GIVEN REQUEST 1:
Using Jonathan D. Caverley's web page, answer the following:
(a) Which department did he move to?
(b) From what month and year will the page no longer be updated?
(c) Which case study supports the theory in the paper on small wars?
GIVEN REQUEST 2:
According to the working paper summaries on Jonathan D. Caverley's web page, what do democracies do? List each action.
GIVEN REQUEST 3:
Pick up Jonathan D. Caverley's web page after its final sentence and keep writing it.

SOURCE DOCUMENT:
+ + + + +
Jonathan D. Caverley


I am happy to report that I have moved to Northwestern University's Political Science Department.  Please visit my new web page.  As of September 2008, this web page will not be updated.

Email:
caverley-AT-uchicago.edu



WORKING PAPERS

Why the U.S. Will Fight More Small Wars…Poorly,” argues that democracies will select and fight small wars using a firepower-intensive military strategy because such a doctrine reduces the costs of conflict for the average voter more than it reduces the benefits from an ineffective strategy.  The paper supports the theory with a case study of Vietnam War counterinsurgency.

Who Pays for Defense?  Inequality, Redistribution and the Foundations of Democratic Militarism,” presents a formal model of the median voter’s arming decision, and empirically shows that democracies with high economic inequality among voters build capitalized militaries.
+ + + + +
PROVIDED MATERIAL:

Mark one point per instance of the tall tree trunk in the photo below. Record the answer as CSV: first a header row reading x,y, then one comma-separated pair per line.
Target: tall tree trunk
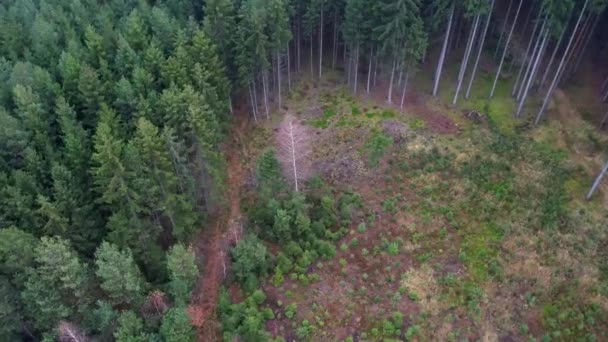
x,y
255,95
407,76
369,69
356,71
334,52
279,77
312,63
390,87
530,80
543,108
299,34
527,55
350,66
574,50
504,53
559,43
288,69
603,122
585,45
465,59
443,52
597,182
265,90
504,29
537,49
481,44
321,42
375,68
255,116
+ + + + +
RESULT 1:
(a) Northwestern University's Political Science Department
(b) September 2008
(c) Vietnam War counterinsurgency

RESULT 2:
- Select small wars
- Fight small wars using a firepower-intensive military strategy
- Build capitalized militaries, in the case of democracies with high economic inequality among voters

RESULT 3:
Send the Mild Hindoo: Imperial Subjects as Source of British Military Labor,” argues that as European great power conflict grew increasingly heated, and the average voter increasingly poorer in the nineteenth century, Britain pursued a capital-intensive form of empire-building, parlaying taxes on the relatively wealthy to gain the necessary military labor required for great power politics.

“War is Costly, but for Whom?  The Political Economy of War-prone Democracies,” formally models the role internal cost distribution plays in mobilization, appeasement and war initiation; demonstrating empirically that democracies with heavily capitalized militaries are likely to initiate militarized disputes.

 
PUBLICATIONS

United States Hegemony and the New Economics of Defense.”  Security Studies 16, no. 4 (October–December 2007): 597–613.
  The paper proposes a theory of technological hegemony that explains the U.S. policy of massive military R&D investment in both the late Cold War and the current era of American preponderance.  Through this technology policy, the U.S. promotes a form of defense industrial globalization that extends its international political influence.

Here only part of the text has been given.